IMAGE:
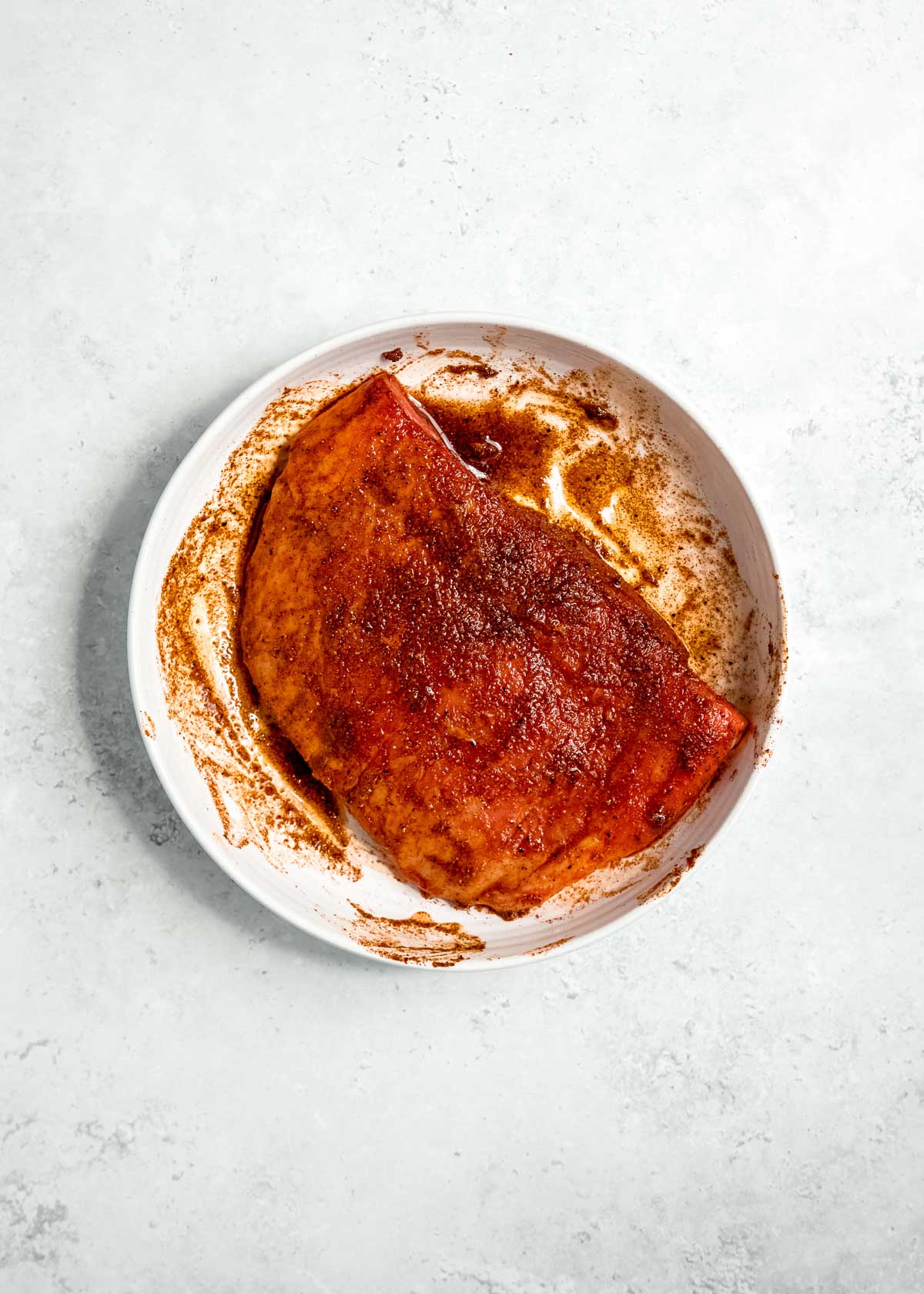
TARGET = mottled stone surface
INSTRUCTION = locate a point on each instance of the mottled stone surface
(729, 1096)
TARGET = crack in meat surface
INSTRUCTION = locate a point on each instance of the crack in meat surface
(496, 707)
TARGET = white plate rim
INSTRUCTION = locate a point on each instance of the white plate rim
(175, 489)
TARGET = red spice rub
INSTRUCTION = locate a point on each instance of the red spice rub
(494, 703)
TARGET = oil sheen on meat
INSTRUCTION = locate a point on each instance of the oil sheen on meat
(496, 707)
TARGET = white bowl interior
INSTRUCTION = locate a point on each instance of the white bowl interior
(325, 902)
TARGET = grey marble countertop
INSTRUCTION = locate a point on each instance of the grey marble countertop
(728, 1096)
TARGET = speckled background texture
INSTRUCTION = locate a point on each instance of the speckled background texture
(728, 1096)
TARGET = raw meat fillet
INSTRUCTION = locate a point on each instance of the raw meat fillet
(496, 707)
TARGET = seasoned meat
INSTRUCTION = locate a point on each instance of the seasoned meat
(496, 707)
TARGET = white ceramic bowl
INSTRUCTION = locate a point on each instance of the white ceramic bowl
(321, 902)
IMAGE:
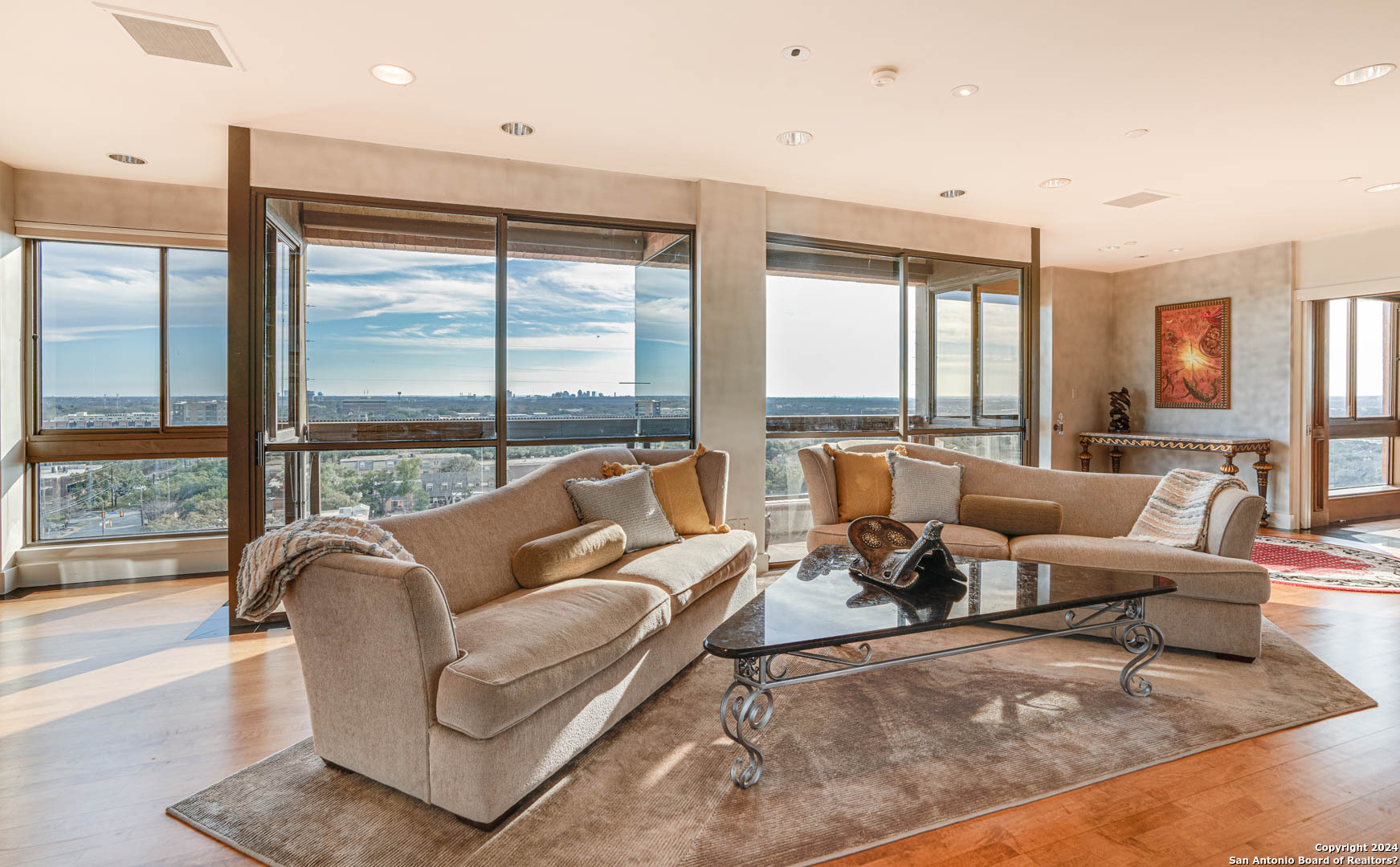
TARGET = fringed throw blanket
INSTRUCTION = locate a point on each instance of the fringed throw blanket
(271, 561)
(1179, 509)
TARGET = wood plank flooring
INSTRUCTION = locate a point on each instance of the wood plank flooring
(107, 716)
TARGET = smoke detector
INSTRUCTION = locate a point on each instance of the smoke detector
(884, 75)
(178, 38)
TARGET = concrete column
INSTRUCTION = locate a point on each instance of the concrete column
(733, 378)
(11, 384)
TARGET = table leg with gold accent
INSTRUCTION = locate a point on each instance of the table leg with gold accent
(1262, 469)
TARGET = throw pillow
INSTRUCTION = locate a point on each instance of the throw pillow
(924, 490)
(678, 488)
(569, 554)
(1011, 515)
(631, 501)
(863, 484)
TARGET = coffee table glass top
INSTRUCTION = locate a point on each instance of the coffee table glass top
(818, 603)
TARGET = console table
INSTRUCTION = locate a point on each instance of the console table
(1230, 446)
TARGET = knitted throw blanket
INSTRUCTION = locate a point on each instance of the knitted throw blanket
(1179, 509)
(279, 556)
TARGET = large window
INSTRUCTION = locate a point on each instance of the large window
(88, 499)
(130, 390)
(409, 336)
(107, 316)
(1361, 393)
(846, 329)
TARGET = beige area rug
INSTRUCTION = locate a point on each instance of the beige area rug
(849, 763)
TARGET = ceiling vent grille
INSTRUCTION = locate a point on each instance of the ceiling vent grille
(178, 38)
(1138, 199)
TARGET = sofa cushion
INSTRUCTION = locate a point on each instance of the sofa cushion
(686, 571)
(961, 539)
(531, 646)
(1196, 574)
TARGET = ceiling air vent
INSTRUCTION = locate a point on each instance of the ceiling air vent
(178, 38)
(1138, 199)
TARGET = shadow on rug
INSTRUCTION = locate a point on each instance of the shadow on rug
(849, 763)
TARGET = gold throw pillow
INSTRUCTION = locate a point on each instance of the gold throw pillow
(678, 488)
(863, 482)
(569, 554)
(1011, 515)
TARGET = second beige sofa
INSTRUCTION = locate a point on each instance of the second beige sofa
(450, 682)
(1217, 606)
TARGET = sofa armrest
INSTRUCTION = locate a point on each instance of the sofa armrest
(713, 470)
(819, 473)
(1234, 522)
(374, 637)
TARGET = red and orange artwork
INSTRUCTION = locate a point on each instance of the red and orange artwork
(1193, 356)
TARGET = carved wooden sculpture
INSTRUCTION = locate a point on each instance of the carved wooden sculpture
(1119, 406)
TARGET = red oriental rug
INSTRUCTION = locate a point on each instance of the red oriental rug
(1312, 564)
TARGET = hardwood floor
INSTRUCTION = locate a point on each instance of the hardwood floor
(107, 716)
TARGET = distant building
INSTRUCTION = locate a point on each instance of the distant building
(363, 406)
(199, 413)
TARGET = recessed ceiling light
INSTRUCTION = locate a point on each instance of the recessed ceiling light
(390, 73)
(884, 75)
(794, 137)
(1364, 75)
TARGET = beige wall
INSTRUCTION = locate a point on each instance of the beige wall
(11, 382)
(733, 312)
(896, 228)
(1076, 335)
(108, 209)
(1259, 284)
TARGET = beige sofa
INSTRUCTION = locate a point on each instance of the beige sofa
(450, 682)
(1217, 606)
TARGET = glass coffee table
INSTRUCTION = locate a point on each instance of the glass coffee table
(819, 604)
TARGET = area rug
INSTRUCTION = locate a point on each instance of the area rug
(849, 763)
(1312, 564)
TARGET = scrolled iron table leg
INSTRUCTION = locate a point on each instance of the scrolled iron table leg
(1145, 642)
(746, 706)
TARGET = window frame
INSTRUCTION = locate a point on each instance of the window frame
(312, 438)
(1028, 299)
(1362, 427)
(58, 445)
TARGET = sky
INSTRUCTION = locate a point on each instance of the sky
(381, 322)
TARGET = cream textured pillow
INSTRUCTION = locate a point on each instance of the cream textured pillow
(923, 490)
(627, 499)
(569, 554)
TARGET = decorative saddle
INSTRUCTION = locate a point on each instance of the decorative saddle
(892, 557)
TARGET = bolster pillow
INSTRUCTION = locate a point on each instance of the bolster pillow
(1011, 515)
(569, 554)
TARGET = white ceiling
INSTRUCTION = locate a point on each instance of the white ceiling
(1247, 126)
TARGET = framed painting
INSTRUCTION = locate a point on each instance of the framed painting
(1193, 356)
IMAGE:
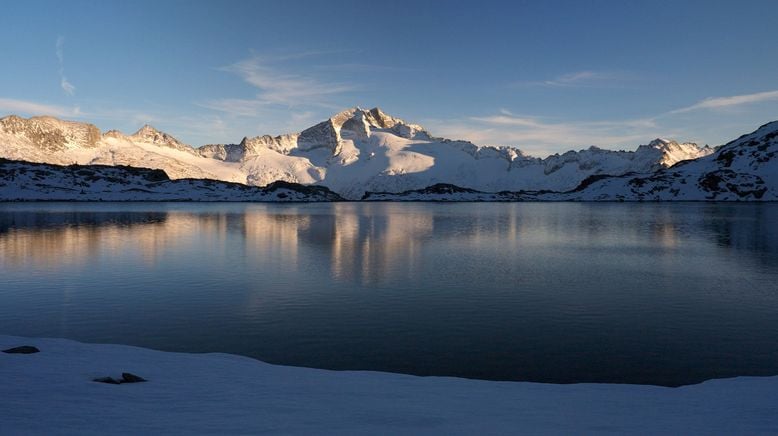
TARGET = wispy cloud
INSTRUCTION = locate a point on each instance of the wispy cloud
(725, 102)
(541, 136)
(277, 86)
(581, 79)
(63, 81)
(12, 106)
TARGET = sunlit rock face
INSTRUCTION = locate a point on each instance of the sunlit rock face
(353, 152)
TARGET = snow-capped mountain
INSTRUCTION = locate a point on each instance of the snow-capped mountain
(745, 169)
(352, 152)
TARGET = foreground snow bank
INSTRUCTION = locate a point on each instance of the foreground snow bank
(52, 392)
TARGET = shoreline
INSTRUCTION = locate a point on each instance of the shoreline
(52, 392)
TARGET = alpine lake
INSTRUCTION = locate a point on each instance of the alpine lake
(649, 293)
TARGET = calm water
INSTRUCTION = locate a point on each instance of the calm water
(641, 293)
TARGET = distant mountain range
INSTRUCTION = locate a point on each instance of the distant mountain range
(367, 154)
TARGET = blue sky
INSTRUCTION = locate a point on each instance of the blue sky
(541, 76)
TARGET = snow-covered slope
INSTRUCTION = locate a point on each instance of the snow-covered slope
(32, 181)
(352, 152)
(745, 169)
(52, 392)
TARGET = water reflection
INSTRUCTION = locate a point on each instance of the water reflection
(543, 292)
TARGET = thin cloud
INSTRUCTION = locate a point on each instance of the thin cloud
(276, 86)
(63, 81)
(541, 137)
(581, 79)
(725, 102)
(8, 105)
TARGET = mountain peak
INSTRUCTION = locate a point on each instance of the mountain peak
(151, 135)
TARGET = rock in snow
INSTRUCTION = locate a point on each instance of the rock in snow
(52, 393)
(353, 152)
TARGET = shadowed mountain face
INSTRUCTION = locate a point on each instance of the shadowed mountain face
(352, 152)
(33, 181)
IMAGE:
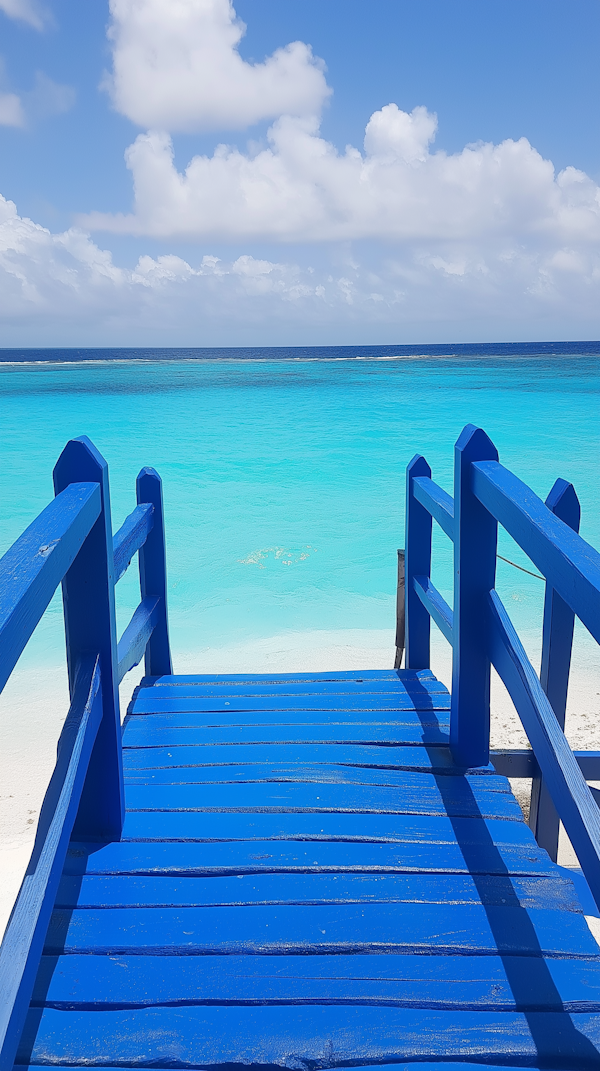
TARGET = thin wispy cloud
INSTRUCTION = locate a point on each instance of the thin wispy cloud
(26, 11)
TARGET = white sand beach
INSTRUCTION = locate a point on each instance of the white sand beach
(32, 709)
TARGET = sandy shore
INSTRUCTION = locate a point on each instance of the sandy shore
(32, 709)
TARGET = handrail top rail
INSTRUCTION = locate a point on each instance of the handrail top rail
(564, 558)
(38, 561)
(131, 537)
(436, 501)
(569, 563)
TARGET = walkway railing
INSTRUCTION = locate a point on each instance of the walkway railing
(481, 633)
(71, 542)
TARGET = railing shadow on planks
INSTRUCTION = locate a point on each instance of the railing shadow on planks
(71, 542)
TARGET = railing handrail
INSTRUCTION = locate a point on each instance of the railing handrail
(564, 558)
(481, 633)
(71, 542)
(36, 562)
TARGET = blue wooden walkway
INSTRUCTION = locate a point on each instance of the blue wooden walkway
(305, 877)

++++++++++++++++++++

- WRITTEN REQUEST: The copy should hold exactly the lines from the line containing "TARGET = mountain peak" through the end of the data, both ends included, and no pictures.

- RESPONSE TO THE EXERCISE:
TARGET = mountain peak
INSTRUCTION = locate a point on each instance of the mountain peak
(151, 135)
TARGET = rock in snow
INSTRUCTION = locate a point on each instance of the rock in snow
(52, 393)
(353, 152)
TARGET = shadowed mountain face
INSTRUCTION = locate a point on each instance of the shadowed mountain face
(352, 152)
(33, 181)
IMAGE:
TARGET = thin wispy cloud
INSTRUCTION = locate a point on each instance of the thin wispy cloud
(26, 11)
TARGET = white sand beach
INSTRUCTION = locate a point on each instance of the white sand beach
(32, 709)
TARGET = sandy shore
INSTRUCTION = locate a point on each instance of the sandy shore
(32, 709)
TARGET = handrail top rail
INSTRUCTION = locate a point on each instance of the handrail top rail
(564, 558)
(38, 561)
(131, 537)
(436, 501)
(569, 563)
TARGET = walkway railing
INSTRUCTION = locate a point on each instance of the walkway railing
(481, 633)
(71, 542)
TARGET = railing shadow on planks
INSTRUCTION = locate a point on each instance of the railing shadow on planks
(71, 542)
TARGET = railing handrail
INSTRUCTION = locate a point on each instance of the railing handrail
(564, 558)
(481, 633)
(71, 542)
(36, 562)
TARGET = blue wooden walkway
INSTRUCTION = locate a point on each instance of the blue wooden walkway
(305, 877)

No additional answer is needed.